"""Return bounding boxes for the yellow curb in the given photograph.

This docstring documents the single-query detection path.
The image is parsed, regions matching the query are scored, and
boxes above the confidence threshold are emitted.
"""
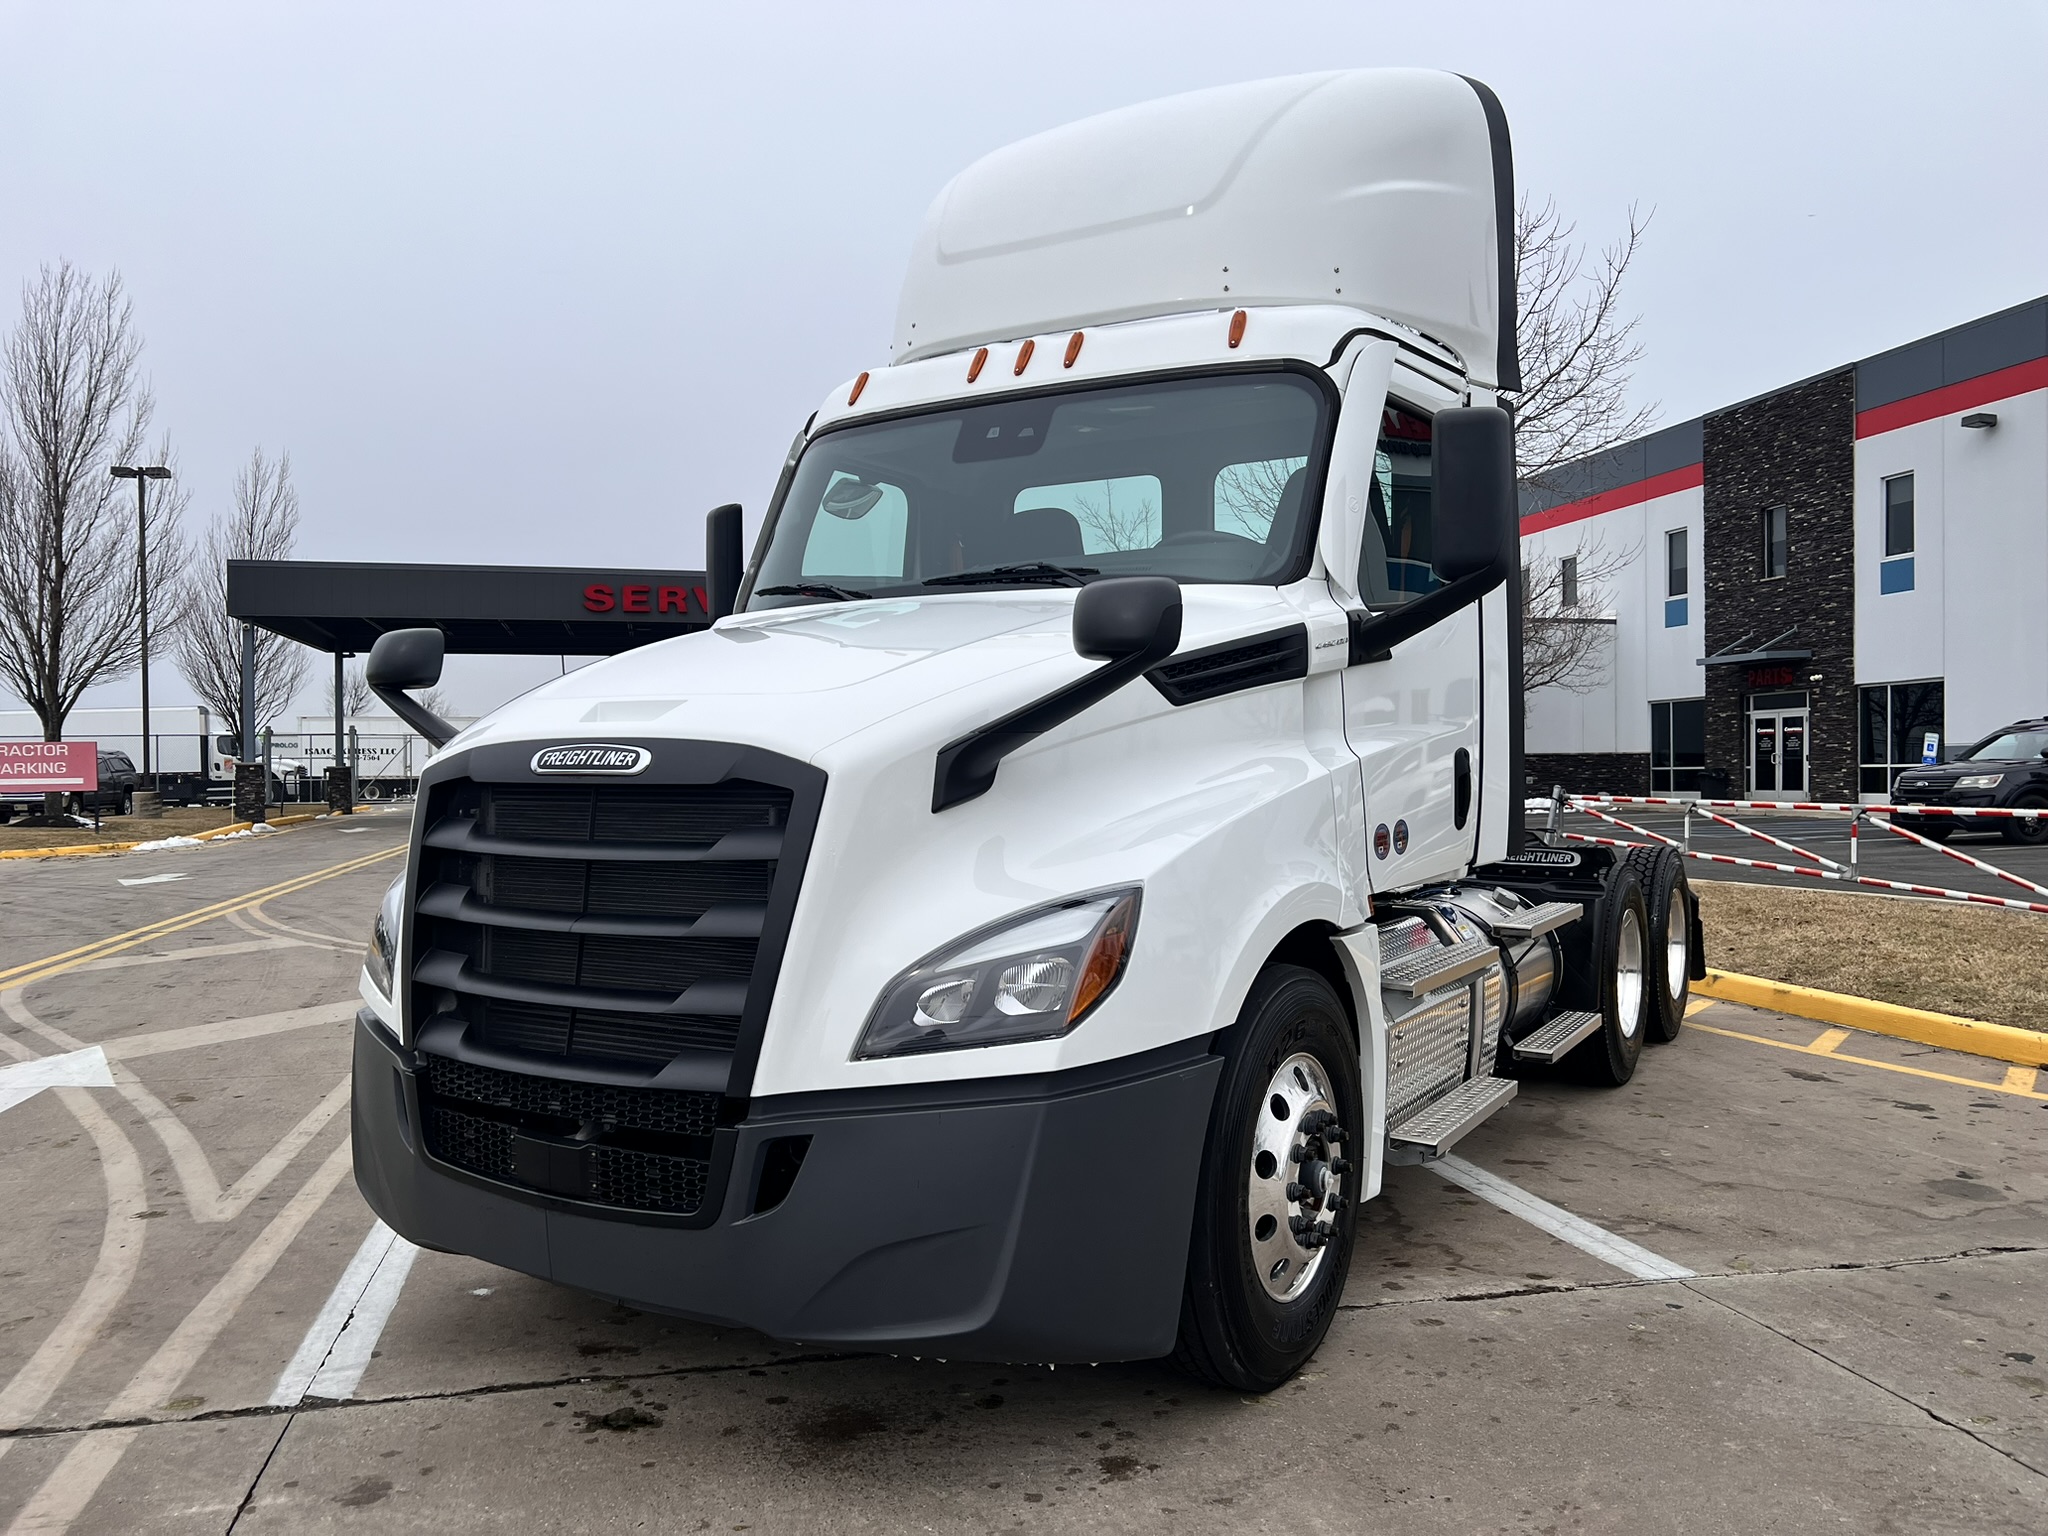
[0,807,379,861]
[1696,968,2048,1069]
══════
*Work to complete:*
Please output all of the entries above exactly, but without any picture.

*Your solution:*
"""Return bounding boxes for the yellow curb in the given photograph.

This docstring documents the single-query detection path.
The image is parsed, regions matching the query are scored, and
boxes above the confidence threshold are emitted.
"""
[0,807,379,861]
[1696,968,2048,1069]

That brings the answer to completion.